-- Opening Marker --

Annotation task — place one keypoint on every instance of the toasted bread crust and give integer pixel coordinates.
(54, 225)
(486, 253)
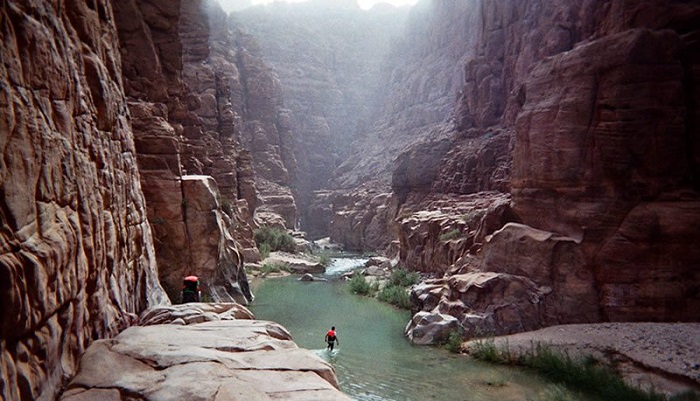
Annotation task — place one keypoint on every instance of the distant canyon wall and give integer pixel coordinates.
(137, 135)
(210, 137)
(575, 121)
(78, 261)
(328, 56)
(590, 111)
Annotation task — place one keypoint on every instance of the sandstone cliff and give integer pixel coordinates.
(587, 113)
(203, 105)
(77, 260)
(328, 57)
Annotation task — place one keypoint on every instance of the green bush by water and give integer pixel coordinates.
(268, 268)
(585, 375)
(396, 295)
(454, 342)
(274, 239)
(402, 278)
(359, 285)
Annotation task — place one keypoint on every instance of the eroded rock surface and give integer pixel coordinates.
(215, 357)
(77, 260)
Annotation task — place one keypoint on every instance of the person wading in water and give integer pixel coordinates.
(331, 338)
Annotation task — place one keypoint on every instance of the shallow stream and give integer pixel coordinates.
(374, 361)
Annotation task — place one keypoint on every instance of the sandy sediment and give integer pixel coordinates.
(665, 356)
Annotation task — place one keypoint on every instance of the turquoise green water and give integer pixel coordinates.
(374, 361)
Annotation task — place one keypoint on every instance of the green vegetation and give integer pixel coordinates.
(452, 234)
(275, 239)
(395, 295)
(454, 342)
(268, 268)
(325, 260)
(264, 249)
(395, 291)
(584, 375)
(403, 278)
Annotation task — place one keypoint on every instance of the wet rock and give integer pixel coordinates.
(213, 360)
(77, 257)
(427, 328)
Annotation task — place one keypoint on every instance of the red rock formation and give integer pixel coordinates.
(599, 102)
(328, 57)
(77, 260)
(190, 104)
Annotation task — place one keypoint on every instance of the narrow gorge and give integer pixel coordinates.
(538, 163)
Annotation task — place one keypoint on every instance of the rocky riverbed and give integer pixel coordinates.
(663, 356)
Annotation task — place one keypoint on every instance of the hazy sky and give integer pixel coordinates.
(366, 4)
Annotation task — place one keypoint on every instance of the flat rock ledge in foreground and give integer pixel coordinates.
(219, 359)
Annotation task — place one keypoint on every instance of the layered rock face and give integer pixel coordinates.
(206, 352)
(328, 56)
(203, 105)
(599, 113)
(609, 156)
(77, 260)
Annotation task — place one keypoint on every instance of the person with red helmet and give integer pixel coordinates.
(331, 338)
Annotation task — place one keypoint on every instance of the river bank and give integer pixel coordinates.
(662, 356)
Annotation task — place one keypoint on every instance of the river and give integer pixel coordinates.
(374, 361)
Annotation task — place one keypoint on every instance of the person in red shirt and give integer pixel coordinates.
(331, 338)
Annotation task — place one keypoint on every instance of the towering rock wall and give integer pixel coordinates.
(206, 120)
(591, 108)
(77, 258)
(328, 57)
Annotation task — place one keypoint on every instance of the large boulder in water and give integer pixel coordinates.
(213, 360)
(427, 328)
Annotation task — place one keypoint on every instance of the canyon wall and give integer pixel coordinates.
(568, 126)
(328, 56)
(590, 111)
(210, 139)
(78, 260)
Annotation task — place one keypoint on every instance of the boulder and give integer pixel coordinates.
(307, 277)
(427, 328)
(296, 264)
(212, 360)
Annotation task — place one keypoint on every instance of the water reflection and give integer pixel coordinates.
(374, 361)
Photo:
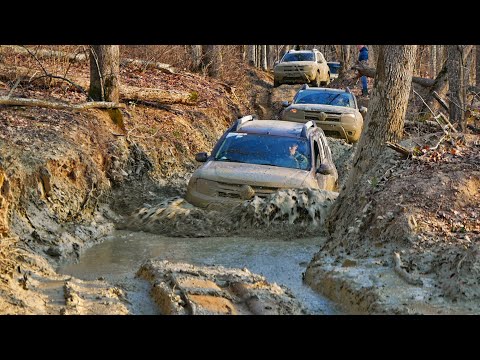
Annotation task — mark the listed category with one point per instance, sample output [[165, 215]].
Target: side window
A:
[[321, 150], [326, 149]]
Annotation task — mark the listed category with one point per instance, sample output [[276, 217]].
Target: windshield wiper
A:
[[230, 160], [330, 102], [268, 164]]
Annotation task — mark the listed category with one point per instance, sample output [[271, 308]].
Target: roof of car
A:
[[299, 51], [272, 127], [332, 90]]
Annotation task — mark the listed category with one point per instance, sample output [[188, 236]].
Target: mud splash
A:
[[285, 213]]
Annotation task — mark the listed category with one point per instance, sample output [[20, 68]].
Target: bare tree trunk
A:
[[271, 55], [376, 50], [213, 57], [440, 56], [263, 57], [344, 56], [456, 84], [196, 54], [433, 61], [251, 55], [472, 66], [384, 122], [477, 66], [284, 50], [440, 86], [104, 72]]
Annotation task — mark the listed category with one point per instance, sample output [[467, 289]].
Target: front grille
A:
[[315, 115], [233, 190], [293, 69], [332, 133]]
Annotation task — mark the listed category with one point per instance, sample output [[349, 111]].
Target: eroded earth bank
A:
[[69, 180]]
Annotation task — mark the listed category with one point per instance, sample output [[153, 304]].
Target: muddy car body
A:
[[253, 159], [334, 67], [302, 67], [334, 110]]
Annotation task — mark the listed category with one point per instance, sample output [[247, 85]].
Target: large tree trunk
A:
[[251, 55], [384, 122], [370, 72], [104, 72], [196, 54], [284, 50], [440, 86], [213, 59], [263, 57], [344, 56], [471, 66], [477, 65], [440, 56], [456, 83], [433, 61]]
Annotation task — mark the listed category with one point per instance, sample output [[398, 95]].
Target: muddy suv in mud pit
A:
[[334, 110], [258, 157], [302, 67]]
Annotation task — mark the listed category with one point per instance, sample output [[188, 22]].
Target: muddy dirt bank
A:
[[67, 177], [414, 246]]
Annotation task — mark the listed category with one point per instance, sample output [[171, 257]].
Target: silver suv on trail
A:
[[302, 67]]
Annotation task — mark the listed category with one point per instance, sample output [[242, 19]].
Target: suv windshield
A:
[[298, 57], [324, 98], [265, 150], [334, 67]]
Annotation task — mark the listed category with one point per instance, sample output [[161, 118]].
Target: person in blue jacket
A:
[[363, 59]]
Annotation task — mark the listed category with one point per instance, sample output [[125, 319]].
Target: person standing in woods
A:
[[363, 59]]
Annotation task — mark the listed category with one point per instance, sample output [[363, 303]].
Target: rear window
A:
[[298, 57], [324, 98], [334, 68]]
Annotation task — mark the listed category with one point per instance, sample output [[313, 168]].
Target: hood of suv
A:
[[324, 108], [252, 174], [294, 63]]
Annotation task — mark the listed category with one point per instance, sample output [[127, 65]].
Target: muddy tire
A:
[[316, 82]]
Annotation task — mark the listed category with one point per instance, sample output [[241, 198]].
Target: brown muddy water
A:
[[120, 255]]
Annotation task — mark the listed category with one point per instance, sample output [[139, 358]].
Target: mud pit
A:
[[286, 213], [185, 289], [120, 255]]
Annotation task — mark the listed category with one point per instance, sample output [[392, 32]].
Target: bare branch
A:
[[4, 100]]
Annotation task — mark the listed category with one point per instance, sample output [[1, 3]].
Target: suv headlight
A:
[[206, 187], [348, 118]]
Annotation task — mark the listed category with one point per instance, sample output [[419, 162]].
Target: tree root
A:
[[409, 278]]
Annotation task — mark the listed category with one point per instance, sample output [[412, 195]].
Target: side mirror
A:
[[326, 169], [201, 157], [363, 111]]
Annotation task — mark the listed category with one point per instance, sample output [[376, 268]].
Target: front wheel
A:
[[316, 82]]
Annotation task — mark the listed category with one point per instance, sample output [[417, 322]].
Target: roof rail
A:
[[243, 120], [307, 126]]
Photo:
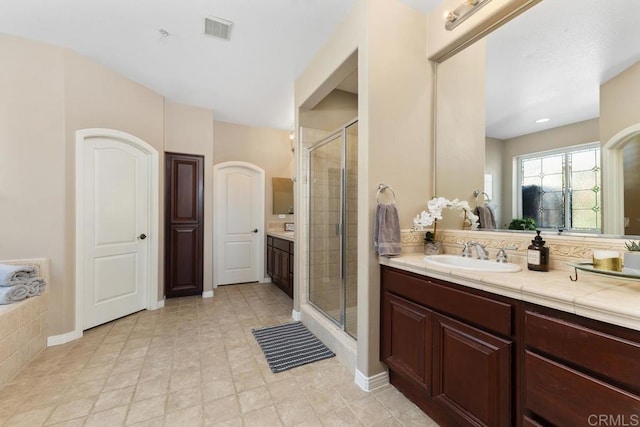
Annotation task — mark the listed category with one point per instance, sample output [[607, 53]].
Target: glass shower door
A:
[[325, 219]]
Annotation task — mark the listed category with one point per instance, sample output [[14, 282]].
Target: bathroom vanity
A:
[[280, 260], [467, 356]]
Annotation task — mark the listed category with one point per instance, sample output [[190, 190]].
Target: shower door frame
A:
[[341, 227]]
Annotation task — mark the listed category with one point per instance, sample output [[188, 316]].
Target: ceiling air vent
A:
[[217, 27]]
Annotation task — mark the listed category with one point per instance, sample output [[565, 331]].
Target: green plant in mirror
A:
[[429, 237], [633, 246], [522, 224]]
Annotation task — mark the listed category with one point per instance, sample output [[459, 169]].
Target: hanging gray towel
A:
[[486, 219], [386, 233], [11, 275]]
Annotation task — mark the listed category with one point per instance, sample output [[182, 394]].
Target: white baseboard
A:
[[64, 338], [157, 305], [371, 383]]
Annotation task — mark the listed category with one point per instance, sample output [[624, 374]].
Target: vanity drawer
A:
[[565, 397], [441, 296], [281, 244], [608, 355]]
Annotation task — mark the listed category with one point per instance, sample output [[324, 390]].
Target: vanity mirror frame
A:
[[611, 156]]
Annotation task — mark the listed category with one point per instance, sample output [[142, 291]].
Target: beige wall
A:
[[333, 112], [394, 110], [563, 136], [493, 161], [442, 42], [460, 127], [189, 130], [268, 148], [48, 93], [620, 103], [32, 166]]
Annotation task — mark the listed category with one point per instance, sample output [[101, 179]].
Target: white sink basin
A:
[[471, 264]]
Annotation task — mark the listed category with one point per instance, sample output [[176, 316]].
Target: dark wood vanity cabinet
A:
[[449, 350], [471, 358], [578, 371], [280, 263]]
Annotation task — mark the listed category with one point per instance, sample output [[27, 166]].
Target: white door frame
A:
[[218, 227], [613, 180], [153, 155]]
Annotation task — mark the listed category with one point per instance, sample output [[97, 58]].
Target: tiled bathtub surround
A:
[[23, 326], [194, 363], [23, 334]]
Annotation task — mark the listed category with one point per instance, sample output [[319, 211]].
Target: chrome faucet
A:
[[501, 256], [480, 250]]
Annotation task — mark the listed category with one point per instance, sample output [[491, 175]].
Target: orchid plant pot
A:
[[632, 262], [432, 247]]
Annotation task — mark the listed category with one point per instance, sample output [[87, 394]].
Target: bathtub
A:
[[23, 326]]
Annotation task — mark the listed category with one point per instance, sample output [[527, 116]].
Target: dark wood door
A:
[[184, 219]]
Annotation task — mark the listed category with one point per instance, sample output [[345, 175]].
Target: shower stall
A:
[[333, 236]]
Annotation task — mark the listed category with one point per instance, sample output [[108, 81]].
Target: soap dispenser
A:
[[538, 254]]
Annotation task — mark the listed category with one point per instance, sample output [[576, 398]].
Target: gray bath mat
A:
[[289, 345]]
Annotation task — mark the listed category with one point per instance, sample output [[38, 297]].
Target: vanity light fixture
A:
[[459, 14]]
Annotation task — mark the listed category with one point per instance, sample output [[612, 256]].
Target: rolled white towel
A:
[[15, 293], [11, 275], [36, 286]]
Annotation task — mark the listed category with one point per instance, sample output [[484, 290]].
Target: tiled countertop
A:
[[612, 300], [286, 235]]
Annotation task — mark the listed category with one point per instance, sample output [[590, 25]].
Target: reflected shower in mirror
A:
[[557, 82], [282, 195]]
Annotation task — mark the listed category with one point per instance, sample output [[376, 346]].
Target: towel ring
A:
[[478, 193], [381, 189]]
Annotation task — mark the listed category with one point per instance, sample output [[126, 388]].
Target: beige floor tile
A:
[[194, 362], [110, 417], [263, 417], [220, 410], [184, 398], [192, 416], [145, 390], [216, 389], [70, 410], [295, 412], [247, 381], [35, 417], [369, 411], [340, 418], [234, 422], [254, 399], [113, 399], [146, 409]]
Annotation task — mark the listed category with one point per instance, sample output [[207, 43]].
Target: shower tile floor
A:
[[193, 363]]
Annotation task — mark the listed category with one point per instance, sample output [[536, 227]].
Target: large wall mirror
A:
[[282, 195], [516, 113]]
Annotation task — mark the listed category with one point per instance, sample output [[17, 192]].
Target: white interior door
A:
[[239, 210], [116, 227]]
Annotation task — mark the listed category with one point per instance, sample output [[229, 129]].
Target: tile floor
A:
[[193, 363]]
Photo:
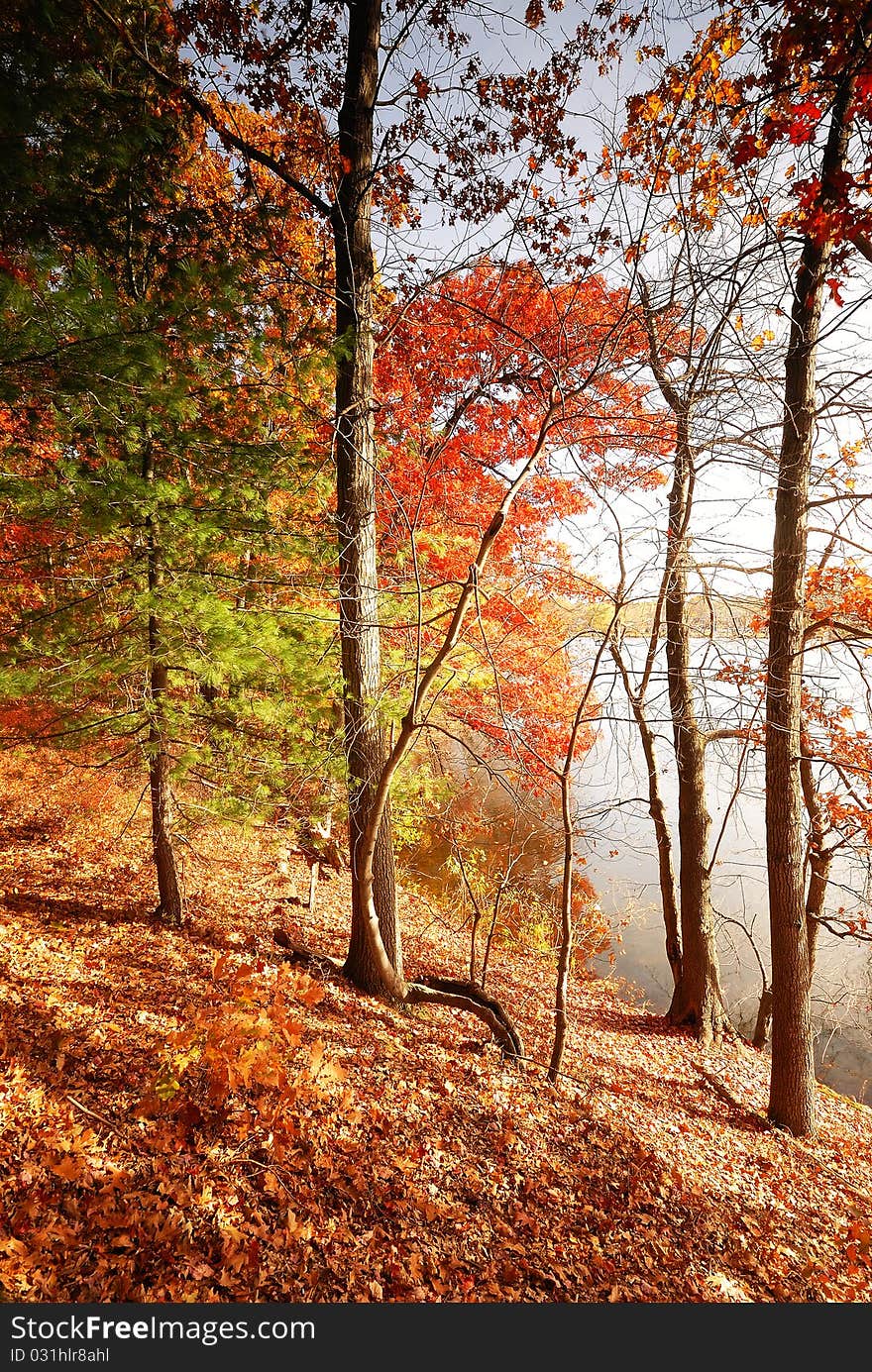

-- Closing Marker --

About this exercise: Where the string "mirror" appears in a line of the entries above, return that line.

Response to this task:
Target: side mirror
Target: green plant in mirror
Target: vanity mirror frame
Target: reflected shower in mirror
Target: large wall mirror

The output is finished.